Given task: Switch "Target" to "Label" wherever it occurs in the records below, and copy everything else as it stands. Leave the pictures out.

Extracted records:

>>>

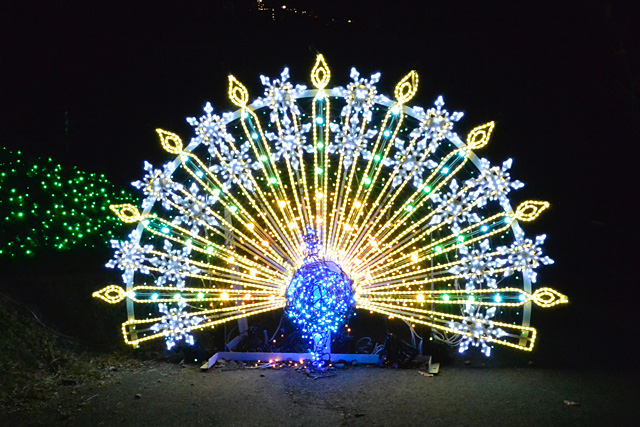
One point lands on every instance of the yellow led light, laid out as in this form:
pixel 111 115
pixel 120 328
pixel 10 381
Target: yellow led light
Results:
pixel 479 136
pixel 548 297
pixel 112 294
pixel 126 212
pixel 170 141
pixel 238 94
pixel 530 209
pixel 320 74
pixel 407 87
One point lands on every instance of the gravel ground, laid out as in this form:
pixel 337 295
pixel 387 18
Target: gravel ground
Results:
pixel 162 394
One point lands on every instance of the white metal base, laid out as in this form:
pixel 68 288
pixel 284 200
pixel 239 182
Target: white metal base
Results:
pixel 301 357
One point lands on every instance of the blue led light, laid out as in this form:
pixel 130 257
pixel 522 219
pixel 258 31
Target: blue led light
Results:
pixel 320 295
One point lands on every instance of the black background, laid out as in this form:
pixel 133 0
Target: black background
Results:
pixel 559 78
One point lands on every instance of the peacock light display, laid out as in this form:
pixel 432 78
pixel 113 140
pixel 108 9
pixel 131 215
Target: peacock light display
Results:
pixel 325 201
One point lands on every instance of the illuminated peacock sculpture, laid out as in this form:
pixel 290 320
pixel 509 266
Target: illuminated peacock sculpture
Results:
pixel 325 201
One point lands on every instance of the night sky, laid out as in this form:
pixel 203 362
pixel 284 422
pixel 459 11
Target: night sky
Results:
pixel 89 83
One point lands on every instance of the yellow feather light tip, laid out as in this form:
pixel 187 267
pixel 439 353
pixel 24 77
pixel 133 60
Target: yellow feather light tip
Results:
pixel 530 209
pixel 238 94
pixel 548 297
pixel 112 294
pixel 407 87
pixel 479 136
pixel 170 141
pixel 320 74
pixel 126 212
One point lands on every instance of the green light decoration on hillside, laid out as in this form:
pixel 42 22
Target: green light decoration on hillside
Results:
pixel 46 205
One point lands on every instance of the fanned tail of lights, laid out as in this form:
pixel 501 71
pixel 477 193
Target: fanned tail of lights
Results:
pixel 322 201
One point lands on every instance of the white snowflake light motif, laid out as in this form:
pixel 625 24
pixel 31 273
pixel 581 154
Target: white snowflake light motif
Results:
pixel 130 256
pixel 476 266
pixel 524 255
pixel 174 265
pixel 157 185
pixel 494 183
pixel 174 322
pixel 477 329
pixel 324 201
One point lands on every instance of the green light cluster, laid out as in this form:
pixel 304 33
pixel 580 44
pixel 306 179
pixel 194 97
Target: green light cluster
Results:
pixel 46 205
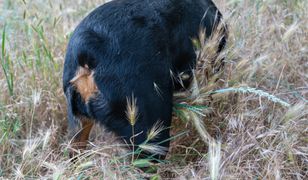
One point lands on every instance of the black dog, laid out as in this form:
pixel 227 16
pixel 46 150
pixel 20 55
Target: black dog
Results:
pixel 130 47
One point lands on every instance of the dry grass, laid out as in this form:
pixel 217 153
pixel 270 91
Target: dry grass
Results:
pixel 252 116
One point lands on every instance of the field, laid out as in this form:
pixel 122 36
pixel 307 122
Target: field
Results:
pixel 246 121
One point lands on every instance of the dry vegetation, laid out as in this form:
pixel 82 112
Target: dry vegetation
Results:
pixel 251 123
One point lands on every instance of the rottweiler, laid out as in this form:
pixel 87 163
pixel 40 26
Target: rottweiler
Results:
pixel 133 48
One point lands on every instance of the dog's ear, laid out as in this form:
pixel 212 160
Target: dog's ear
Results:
pixel 84 83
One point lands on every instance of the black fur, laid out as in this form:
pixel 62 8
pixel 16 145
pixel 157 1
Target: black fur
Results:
pixel 130 45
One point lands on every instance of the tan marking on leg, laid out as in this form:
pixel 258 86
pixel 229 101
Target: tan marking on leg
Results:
pixel 84 83
pixel 80 140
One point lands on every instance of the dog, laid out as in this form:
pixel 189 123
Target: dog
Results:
pixel 133 51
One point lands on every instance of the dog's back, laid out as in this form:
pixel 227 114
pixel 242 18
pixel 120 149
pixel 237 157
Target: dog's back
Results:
pixel 129 48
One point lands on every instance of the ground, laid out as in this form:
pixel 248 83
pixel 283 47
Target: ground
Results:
pixel 248 121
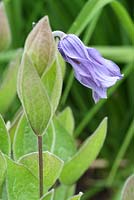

<<<

Expected output:
One point lands on every instance of the yellow led light, laid out as in this form:
pixel 111 115
pixel 120 328
pixel 10 381
Label: yellow led light
Results:
pixel 479 136
pixel 548 297
pixel 112 294
pixel 126 212
pixel 170 141
pixel 238 94
pixel 530 209
pixel 320 74
pixel 407 87
One point lands on every instance of the gravel ground, laid out as in this form:
pixel 337 295
pixel 387 18
Label: gravel ground
Results:
pixel 162 394
One point lands on every instance of the white metal base, laid out as in this form:
pixel 68 288
pixel 284 200
pixel 239 182
Label: white metal base
Results:
pixel 301 357
One point lands on every instance of the blue led light, laid out as in this form:
pixel 130 257
pixel 522 219
pixel 258 31
Label: blue led light
Results:
pixel 320 295
One point lands on every instance of the black background, laid out as in this form:
pixel 133 0
Label: black background
Results:
pixel 559 78
One point lands on every instance of the peacock light display, laid out as in this form:
pixel 432 78
pixel 113 140
pixel 108 9
pixel 131 215
Label: peacock light display
Results:
pixel 325 201
One point lands on every instance of the illuminated peacock sculpture, laid out as in this form:
pixel 290 320
pixel 509 266
Label: illuminated peacock sculpture
Results:
pixel 325 201
One point lands on every instance of the night sky, laid out as in this form:
pixel 203 362
pixel 284 422
pixel 459 11
Label: night sky
Results:
pixel 89 83
One point lands on every instance of the yellow feather light tip, laid out as in this form:
pixel 187 267
pixel 439 353
pixel 24 77
pixel 133 60
Label: yellow feather light tip
Results:
pixel 530 209
pixel 238 94
pixel 548 297
pixel 112 294
pixel 407 87
pixel 479 136
pixel 170 141
pixel 320 74
pixel 126 212
One point lands on every instance of the green light decoration on hillside, laid out as in this form:
pixel 42 22
Label: green light decoration on hillside
Results:
pixel 46 205
One point lands on every instance of the fanned tail of lights, laid out as in this form:
pixel 501 71
pixel 477 193
Label: fanned tail of lights
Results:
pixel 322 201
One point lands on every instance of the white snowflake light motif, laid out as in this form:
pixel 625 24
pixel 31 273
pixel 581 154
Label: white snowflake light motif
Results:
pixel 130 256
pixel 476 266
pixel 524 255
pixel 174 265
pixel 157 185
pixel 494 183
pixel 174 322
pixel 477 329
pixel 324 201
One point lands on every instance of the green light cluster, laid out as in this form:
pixel 304 33
pixel 580 44
pixel 306 179
pixel 194 97
Label: green light cluster
Results:
pixel 46 205
One point lands on every instance of the black dog, laid out as in this form:
pixel 227 16
pixel 46 150
pixel 20 55
Label: black dog
Results:
pixel 130 47
One point lands on every instance of the dry grass, laid out as in this form:
pixel 217 153
pixel 270 91
Label: dry grass
Results:
pixel 252 116
One point lands on every instance of the field, laid out as in this form:
pixel 122 36
pixel 307 122
Label: field
Results:
pixel 246 121
One point lands on every instance of the dry vegetation, laid out as in this form:
pixel 82 112
Label: dry vegetation
Results:
pixel 251 123
One point lands on every instance of the rottweiler, laid out as in this form:
pixel 87 163
pixel 40 26
Label: rottweiler
Results:
pixel 133 48
One point lands on every instance of the dog's ear, laid out as in this form:
pixel 212 160
Label: dog's ear
Results:
pixel 84 83
One point lands on every instance of the black fur, laid out as in this form:
pixel 62 8
pixel 16 145
pixel 157 1
Label: black fur
Results:
pixel 130 45
One point lands on every instance of the tan marking on leg, laid out as in this form:
pixel 258 86
pixel 229 101
Label: tan marking on leg
Results:
pixel 84 83
pixel 80 140
One point lands on every instance of the dog, laid out as in this form:
pixel 189 123
Label: dog
Results:
pixel 133 51
One point lands on every instance of the dog's back, laid out as in this form:
pixel 227 114
pixel 242 18
pixel 120 149
pixel 237 157
Label: dog's back
Results:
pixel 129 48
One point lands on every instance of the ground, laid out as in this form:
pixel 248 83
pixel 283 47
Label: ground
Results:
pixel 248 121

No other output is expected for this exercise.